Texte fourni.

----------

Pas si cool pour la planète, le jean... mais que faire pour en alléger l'impact, des champs de coton à la poubelle ?
Indémodable et familier : son étiquette affiche un prix variable et ses impacts sociaux et environnementaux ne sont pas des moindres puisqu’on sait que les coulisses de l'industrie textile ne sont pas toujours reluisantes. Et c’est sans parler de son impact environnemental, depuis la culture du coton (intense en pesticides), la transformation avec teintures polluantes, le transport (certains pantalons vendus en France combinent du coton indonésien confectionné au Bangladesh, avec une fermeture éclair bangladaise et des boutons ou rivets venus de Hong-Kong) ou enfin le lavage et le pressing ! Comment choisir et entretenir son jean en étant tranquille pour la planète ? Suivez le guide…
- Le cycle de vie d'un jean comprend deux stades : d’abord, la production, depuis la culture de coton jusqu'aux traitements du pantalon (délavage, par exemple), représente des émissions de gaz à effet de serre non négligeables. Preuve que les apparences peuvent être trompeuses en matière de fibres "naturelles", la culture du coton est une des plus polluantes de la planète : elle représente 2,5% de la terre arable et 11% des pesticides utilisés selon l’Ademe. Au total, la production d'un kilo de coton (de quoi produire un jean) nécessite 5 000 à 25 000 litres d'eau selon les régions du monde, 75 gr de pesticides, 2 kg d'engrais chimiques.

----------

Données à examiner.
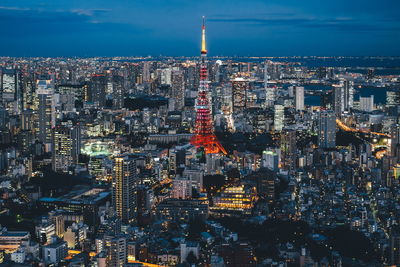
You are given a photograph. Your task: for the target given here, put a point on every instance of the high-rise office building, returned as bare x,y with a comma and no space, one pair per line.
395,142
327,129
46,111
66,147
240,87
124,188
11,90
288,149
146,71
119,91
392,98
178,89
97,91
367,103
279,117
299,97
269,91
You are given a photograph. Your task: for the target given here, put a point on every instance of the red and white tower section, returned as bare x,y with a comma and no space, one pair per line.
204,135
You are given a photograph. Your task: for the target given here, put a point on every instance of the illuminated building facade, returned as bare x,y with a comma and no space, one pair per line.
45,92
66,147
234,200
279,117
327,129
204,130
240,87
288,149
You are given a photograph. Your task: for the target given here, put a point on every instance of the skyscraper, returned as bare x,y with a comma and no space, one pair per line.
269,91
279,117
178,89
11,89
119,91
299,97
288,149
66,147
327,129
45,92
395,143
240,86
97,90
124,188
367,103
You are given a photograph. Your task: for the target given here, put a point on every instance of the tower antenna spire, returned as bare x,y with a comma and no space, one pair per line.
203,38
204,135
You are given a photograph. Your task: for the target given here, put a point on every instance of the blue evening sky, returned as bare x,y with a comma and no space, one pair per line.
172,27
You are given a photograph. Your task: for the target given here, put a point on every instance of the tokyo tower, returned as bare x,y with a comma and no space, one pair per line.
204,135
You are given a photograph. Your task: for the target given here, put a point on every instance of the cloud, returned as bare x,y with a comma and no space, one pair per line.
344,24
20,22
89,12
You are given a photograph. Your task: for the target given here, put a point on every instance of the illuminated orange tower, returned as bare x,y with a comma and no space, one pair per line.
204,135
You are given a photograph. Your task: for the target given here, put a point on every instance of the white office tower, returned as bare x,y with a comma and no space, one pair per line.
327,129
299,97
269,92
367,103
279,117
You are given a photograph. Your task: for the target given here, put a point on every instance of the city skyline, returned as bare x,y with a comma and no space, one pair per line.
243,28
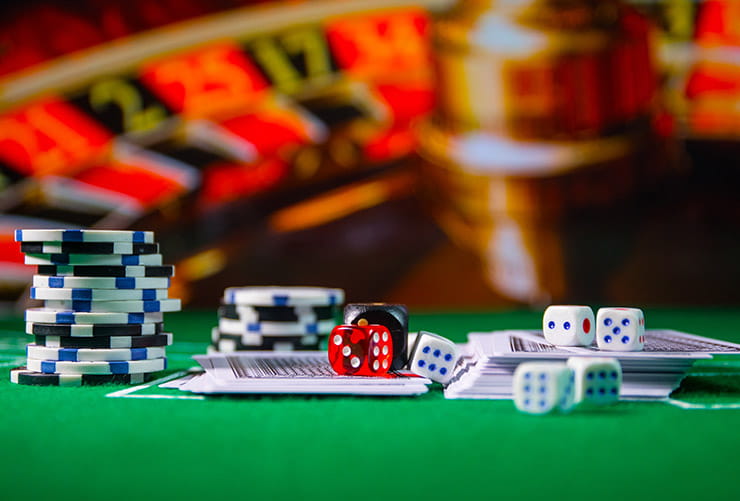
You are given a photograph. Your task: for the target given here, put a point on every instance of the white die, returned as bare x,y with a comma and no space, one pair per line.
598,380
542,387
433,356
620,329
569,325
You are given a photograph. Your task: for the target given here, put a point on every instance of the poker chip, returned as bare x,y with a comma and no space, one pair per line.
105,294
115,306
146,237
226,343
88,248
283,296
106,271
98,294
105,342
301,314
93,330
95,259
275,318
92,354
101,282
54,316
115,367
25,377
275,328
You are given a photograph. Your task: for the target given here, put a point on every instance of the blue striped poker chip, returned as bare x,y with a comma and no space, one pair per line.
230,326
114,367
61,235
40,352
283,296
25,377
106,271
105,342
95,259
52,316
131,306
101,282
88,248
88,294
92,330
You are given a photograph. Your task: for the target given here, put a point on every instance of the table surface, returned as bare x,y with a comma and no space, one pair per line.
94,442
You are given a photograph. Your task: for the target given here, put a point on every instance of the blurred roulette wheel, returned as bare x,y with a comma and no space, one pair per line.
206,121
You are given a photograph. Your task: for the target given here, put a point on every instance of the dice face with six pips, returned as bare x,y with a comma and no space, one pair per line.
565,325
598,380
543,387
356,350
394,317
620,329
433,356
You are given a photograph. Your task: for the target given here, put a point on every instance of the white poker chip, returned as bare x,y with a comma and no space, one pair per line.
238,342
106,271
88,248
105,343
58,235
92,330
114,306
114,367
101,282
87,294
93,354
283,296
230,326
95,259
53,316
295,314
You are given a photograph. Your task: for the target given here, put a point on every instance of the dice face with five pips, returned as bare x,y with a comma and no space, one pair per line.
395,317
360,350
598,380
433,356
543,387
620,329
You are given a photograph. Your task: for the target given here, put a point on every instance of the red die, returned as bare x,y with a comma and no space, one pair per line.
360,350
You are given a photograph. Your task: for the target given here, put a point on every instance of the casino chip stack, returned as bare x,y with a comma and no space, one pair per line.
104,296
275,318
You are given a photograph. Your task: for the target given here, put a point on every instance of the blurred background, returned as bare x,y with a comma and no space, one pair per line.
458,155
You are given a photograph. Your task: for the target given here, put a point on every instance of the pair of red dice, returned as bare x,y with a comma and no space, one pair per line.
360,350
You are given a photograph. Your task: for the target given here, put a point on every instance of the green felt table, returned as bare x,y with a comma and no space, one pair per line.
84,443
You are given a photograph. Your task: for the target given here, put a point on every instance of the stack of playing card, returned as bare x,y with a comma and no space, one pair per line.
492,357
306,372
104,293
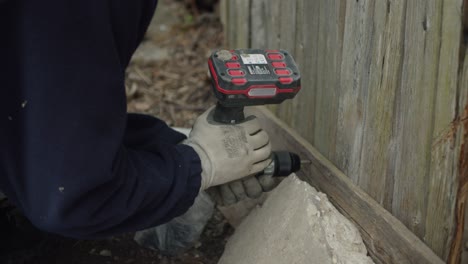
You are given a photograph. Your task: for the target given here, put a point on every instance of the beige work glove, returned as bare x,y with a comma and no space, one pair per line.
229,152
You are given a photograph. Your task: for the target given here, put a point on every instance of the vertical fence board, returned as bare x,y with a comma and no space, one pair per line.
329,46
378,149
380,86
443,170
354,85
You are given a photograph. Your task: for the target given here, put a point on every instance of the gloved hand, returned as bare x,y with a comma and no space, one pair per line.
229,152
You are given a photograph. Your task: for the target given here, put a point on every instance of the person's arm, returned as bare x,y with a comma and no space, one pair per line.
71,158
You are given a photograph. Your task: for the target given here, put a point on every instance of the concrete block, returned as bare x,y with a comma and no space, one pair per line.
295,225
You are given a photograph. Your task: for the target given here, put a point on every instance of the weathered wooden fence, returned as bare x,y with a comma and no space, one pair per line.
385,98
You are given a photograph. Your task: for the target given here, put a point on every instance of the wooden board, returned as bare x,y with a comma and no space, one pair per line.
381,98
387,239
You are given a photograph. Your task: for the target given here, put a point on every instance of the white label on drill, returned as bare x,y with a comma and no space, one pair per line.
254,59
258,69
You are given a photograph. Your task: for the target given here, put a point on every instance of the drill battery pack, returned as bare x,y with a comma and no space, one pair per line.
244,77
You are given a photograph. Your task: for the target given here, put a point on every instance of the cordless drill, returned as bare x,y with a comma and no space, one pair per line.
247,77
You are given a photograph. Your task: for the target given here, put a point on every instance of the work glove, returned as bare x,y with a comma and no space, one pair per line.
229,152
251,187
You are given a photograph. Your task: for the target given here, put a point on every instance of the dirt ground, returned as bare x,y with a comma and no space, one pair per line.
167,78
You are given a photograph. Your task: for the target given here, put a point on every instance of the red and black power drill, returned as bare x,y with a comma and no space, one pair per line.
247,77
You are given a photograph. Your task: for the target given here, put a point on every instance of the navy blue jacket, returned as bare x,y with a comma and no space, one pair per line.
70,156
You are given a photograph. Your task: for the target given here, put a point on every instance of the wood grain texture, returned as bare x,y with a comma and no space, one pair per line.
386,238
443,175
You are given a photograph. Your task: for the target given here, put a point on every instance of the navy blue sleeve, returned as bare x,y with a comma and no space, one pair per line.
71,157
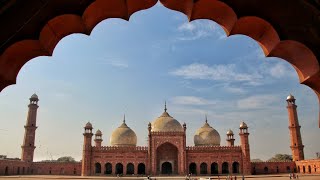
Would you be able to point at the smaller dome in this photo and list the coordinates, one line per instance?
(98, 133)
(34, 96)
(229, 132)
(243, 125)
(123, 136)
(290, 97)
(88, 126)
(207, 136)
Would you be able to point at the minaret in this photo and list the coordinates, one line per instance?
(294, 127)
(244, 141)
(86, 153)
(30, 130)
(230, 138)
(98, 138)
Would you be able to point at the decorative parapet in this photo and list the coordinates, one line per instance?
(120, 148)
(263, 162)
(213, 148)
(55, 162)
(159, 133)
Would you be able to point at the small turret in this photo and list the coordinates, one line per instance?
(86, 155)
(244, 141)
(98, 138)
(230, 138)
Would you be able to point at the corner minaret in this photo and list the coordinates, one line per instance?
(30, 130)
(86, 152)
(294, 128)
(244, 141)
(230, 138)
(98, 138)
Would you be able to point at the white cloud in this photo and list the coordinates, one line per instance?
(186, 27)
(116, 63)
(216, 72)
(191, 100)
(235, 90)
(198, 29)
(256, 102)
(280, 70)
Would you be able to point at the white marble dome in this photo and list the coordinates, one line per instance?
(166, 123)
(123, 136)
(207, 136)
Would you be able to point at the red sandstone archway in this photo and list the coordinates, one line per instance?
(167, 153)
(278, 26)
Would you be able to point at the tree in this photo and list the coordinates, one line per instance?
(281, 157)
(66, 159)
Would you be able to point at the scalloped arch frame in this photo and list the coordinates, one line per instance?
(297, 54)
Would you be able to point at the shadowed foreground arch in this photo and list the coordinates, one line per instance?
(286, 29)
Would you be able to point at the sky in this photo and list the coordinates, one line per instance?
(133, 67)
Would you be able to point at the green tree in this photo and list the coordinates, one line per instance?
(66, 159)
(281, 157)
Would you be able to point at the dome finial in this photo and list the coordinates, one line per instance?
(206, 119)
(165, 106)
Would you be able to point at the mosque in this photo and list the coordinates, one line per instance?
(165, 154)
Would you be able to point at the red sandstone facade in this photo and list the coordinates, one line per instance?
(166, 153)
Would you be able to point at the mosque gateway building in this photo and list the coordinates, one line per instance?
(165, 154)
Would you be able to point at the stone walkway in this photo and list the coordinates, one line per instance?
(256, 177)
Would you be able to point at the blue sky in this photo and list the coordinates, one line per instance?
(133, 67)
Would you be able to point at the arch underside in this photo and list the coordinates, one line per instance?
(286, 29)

----------

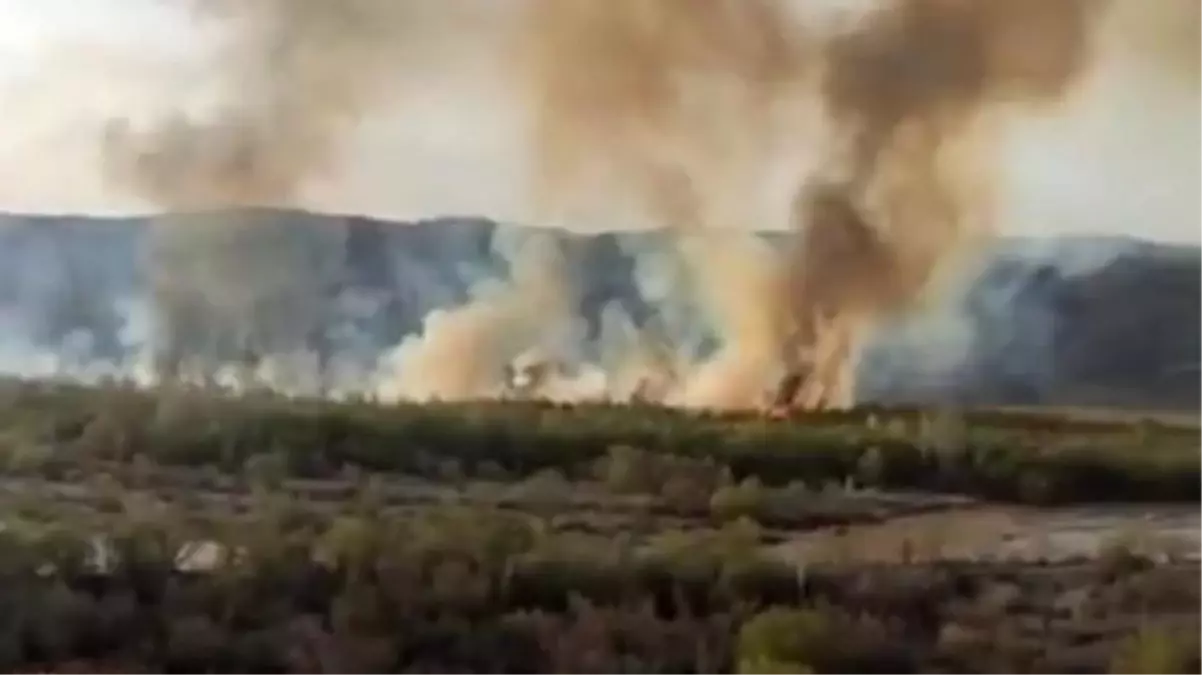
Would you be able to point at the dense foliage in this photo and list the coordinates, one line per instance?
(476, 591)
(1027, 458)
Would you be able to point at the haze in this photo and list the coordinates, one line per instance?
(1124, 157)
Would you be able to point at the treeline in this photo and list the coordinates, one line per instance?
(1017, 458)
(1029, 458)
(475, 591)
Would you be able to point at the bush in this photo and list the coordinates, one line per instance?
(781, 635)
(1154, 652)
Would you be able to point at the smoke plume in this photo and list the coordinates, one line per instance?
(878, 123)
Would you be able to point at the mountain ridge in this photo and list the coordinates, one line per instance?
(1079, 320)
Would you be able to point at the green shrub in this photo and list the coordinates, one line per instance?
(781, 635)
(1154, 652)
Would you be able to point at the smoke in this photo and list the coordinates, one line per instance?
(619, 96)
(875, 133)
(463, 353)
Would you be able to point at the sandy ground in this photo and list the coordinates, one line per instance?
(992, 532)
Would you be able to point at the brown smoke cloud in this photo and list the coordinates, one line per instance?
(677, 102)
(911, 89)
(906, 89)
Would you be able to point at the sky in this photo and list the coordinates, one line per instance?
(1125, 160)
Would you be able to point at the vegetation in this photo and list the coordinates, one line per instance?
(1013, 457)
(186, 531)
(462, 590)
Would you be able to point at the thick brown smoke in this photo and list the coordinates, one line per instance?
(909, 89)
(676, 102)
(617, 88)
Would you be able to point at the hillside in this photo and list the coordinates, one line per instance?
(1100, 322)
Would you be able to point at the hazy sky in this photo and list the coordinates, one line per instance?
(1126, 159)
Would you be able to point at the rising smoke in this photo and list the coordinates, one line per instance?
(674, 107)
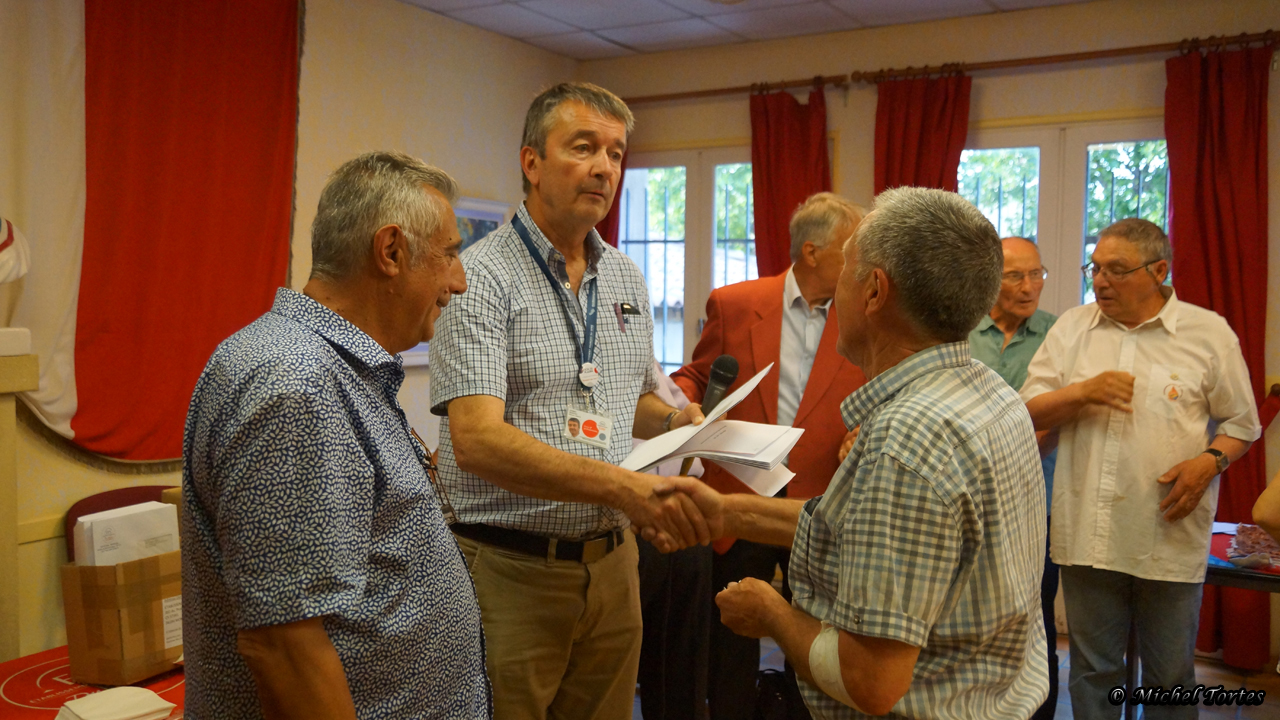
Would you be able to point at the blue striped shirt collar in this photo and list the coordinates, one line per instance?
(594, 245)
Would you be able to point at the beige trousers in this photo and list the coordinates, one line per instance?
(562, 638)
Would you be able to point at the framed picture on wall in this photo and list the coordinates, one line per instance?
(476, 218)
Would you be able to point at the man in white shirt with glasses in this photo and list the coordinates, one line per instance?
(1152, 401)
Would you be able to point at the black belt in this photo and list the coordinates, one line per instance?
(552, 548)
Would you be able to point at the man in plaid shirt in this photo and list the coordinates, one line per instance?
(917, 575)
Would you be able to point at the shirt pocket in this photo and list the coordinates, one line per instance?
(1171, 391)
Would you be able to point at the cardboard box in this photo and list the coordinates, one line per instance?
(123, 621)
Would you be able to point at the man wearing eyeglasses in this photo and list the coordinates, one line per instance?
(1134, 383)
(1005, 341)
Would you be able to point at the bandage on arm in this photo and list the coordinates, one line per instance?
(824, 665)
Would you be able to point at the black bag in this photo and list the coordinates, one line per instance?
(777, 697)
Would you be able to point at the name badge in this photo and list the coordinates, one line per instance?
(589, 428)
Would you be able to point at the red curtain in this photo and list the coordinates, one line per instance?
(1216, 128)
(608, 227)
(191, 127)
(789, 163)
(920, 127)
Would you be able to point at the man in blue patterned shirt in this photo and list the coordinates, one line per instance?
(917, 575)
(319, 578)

----------

Consignes.
• A. Relevez, s'il vous plaît, toutes les ressources que le texte sur le jean cite pour la production d'un kilo de coton, avec leur quantité.
• B. D'après le texte sur le jean, quelle part des pesticides utilisés la culture du coton représente-t-elle selon l'Ademe ?
Appuyez-vous uniquement sur le texte sur le jean.

Corrigé.
• A.
- Eau : 5 000 à 25 000 litres selon les régions du monde
- Pesticides : 75 gr
- Engrais chimiques : 2 kg

• B. 11 % des pesticides utilisés.